▶ [Excerpts from a dataset]
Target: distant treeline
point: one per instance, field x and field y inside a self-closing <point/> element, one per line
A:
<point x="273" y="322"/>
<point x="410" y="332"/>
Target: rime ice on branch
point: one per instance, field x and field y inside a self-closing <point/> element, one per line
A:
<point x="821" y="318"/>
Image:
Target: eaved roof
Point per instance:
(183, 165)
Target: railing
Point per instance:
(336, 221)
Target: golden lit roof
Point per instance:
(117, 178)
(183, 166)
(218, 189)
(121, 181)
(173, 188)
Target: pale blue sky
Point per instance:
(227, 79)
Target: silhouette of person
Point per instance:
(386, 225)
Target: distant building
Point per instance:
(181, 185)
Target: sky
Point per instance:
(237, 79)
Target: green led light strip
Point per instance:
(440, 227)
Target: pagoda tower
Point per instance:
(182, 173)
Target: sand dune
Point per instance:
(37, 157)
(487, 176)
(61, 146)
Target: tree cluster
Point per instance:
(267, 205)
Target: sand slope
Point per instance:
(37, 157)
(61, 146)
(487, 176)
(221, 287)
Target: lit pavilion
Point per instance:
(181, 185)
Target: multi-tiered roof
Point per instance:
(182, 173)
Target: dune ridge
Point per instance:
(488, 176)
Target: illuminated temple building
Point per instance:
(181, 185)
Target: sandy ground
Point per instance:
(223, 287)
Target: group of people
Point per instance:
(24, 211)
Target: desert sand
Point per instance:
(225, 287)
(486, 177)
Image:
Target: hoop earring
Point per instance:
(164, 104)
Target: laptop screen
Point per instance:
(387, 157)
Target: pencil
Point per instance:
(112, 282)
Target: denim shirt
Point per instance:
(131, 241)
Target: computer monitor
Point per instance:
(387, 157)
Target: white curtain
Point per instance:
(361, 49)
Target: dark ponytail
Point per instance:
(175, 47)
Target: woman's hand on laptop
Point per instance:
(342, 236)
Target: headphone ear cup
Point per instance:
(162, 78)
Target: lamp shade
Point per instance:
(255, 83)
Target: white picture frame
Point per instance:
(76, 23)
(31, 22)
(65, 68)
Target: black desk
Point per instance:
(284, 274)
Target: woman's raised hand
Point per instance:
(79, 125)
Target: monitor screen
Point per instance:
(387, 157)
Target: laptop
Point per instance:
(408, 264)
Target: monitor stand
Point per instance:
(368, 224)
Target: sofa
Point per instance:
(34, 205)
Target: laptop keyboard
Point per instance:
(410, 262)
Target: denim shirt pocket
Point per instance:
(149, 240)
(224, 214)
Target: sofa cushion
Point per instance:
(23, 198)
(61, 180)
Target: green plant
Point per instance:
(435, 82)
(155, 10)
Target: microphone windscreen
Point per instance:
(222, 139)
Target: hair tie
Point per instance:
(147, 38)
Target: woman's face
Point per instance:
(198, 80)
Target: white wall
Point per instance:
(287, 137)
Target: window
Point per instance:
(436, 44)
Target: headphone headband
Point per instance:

▶ [Required work]
Look through the entries above for the word "white". Copy every line where it shows up.

▶ [Response area]
Target: white curtain
Target: white picture frame
Target: white wall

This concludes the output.